[Region pointing data]
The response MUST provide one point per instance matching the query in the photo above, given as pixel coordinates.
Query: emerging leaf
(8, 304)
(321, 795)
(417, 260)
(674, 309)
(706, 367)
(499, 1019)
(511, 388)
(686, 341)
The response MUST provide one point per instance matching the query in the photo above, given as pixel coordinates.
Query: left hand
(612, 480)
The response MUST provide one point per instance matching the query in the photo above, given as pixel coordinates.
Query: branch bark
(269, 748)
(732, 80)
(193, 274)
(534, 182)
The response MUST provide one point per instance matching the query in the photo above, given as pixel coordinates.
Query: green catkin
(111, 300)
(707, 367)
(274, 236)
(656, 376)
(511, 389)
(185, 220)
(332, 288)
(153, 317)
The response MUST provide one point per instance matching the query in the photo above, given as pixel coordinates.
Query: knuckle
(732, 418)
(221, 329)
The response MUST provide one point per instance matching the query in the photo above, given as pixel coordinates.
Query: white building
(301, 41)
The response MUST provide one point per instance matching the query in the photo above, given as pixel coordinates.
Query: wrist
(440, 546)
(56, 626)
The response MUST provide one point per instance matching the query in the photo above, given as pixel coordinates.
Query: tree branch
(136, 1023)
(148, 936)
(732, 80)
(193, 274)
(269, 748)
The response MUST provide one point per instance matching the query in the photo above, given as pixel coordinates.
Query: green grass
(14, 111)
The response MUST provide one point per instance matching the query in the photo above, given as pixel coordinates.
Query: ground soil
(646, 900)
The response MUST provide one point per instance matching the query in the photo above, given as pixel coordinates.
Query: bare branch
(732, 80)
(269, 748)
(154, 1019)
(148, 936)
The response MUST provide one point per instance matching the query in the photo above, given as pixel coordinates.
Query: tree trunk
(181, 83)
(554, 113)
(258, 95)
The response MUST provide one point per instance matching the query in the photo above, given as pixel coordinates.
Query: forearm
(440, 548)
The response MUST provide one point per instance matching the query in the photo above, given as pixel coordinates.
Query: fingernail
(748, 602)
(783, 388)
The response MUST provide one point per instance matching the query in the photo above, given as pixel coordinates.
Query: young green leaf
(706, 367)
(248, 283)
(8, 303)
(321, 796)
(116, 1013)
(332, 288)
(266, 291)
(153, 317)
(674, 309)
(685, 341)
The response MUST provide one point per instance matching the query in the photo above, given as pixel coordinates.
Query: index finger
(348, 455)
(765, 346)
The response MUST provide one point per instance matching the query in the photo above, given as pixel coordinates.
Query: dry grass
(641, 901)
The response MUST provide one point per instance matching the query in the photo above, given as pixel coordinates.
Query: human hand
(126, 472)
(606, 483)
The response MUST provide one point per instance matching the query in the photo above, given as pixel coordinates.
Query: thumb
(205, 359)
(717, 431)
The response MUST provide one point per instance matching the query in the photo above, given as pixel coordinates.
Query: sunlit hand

> [Exercise]:
Give back the data above exactly, so that every line matches.

> [Reply]:
The response MUST provide one point per instance matching the query in the photo above, given as pixel coordinates.
Query: emerging leaf
(8, 304)
(321, 795)
(417, 260)
(674, 309)
(706, 367)
(499, 1019)
(511, 388)
(686, 341)
The response MUST provide one point per instance matching the query in the photo above, given as pixel coordinates.
Query: left hand
(612, 480)
The response MUST provide one point per instance matching the query in the photo above, given as pixel coordinates.
Query: branch bark
(269, 748)
(732, 80)
(193, 274)
(534, 182)
The response MUST provide one point per instance matching the query in the photo above, given as pixel coordinates.
Query: green catkin
(111, 300)
(707, 367)
(274, 236)
(656, 376)
(511, 389)
(185, 220)
(332, 288)
(153, 317)
The response MUST provide one point per instance matching the query in the photo above, given as pixel coordinates.
Query: knuckle
(732, 418)
(221, 329)
The response MUST provide one point per instance matching the query in the photo above, given as pixel coordinates.
Query: white building
(301, 41)
The response MUST provide one point per instance matching the query in the photo above, given as pixel coordinates.
Query: wrist
(440, 546)
(56, 626)
The response MUST provide one point per instance matching the query in the photo above, given as pixel coordinates.
Query: tree branch
(136, 1023)
(148, 936)
(732, 80)
(193, 274)
(269, 748)
The response MUST provide one point per instance matching the query in the photo above, given as pixel coordinates.
Query: green grass
(14, 111)
The response MUST provide one point per instance matching the query in the photo above, given as pixel coordinates.
Query: ground soil
(646, 900)
The response MUST provide one point per instance matching the query in the photo above, given as pixel coordinates.
Query: bare branch
(732, 80)
(269, 748)
(154, 1019)
(148, 936)
The response MUST provide one point per instance matching the query in the photo above, given as pixel coordinates.
Query: tree trunk
(181, 83)
(554, 113)
(258, 95)
The response MUST provide one point per instance matching the query in the photo above, given as pixel coordinates.
Query: forearm
(440, 548)
The response MUST provide one point per instance matching the query in the photo above, given as pixel coordinates.
Query: fingernail
(748, 602)
(783, 388)
The response MUST provide one point per instance matching the query in the photo above, given as pixel coordinates.
Query: young green leaf
(706, 367)
(248, 283)
(8, 303)
(321, 796)
(116, 1013)
(332, 288)
(266, 291)
(153, 317)
(674, 309)
(685, 341)
The response MUST provide one point per instance matching the query in the photo above, given as pixel coordinates.
Query: index finger
(348, 455)
(765, 346)
The response MUST provide one point per instance matching the query in the photo above, given as pixel coordinates.
Query: dry grass
(641, 901)
The response MUST provide one point per instance matching the query in the photo above, given as pixel coordinates.
Query: human hand
(126, 472)
(606, 483)
The response MUST provide one point per instance matching the query in the photo above, given as pixel coordinates.
Query: thumb
(205, 359)
(717, 431)
The response MUST provide one point per instance matching the query in the photo above, given as pixel coordinates.
Query: sunlit hand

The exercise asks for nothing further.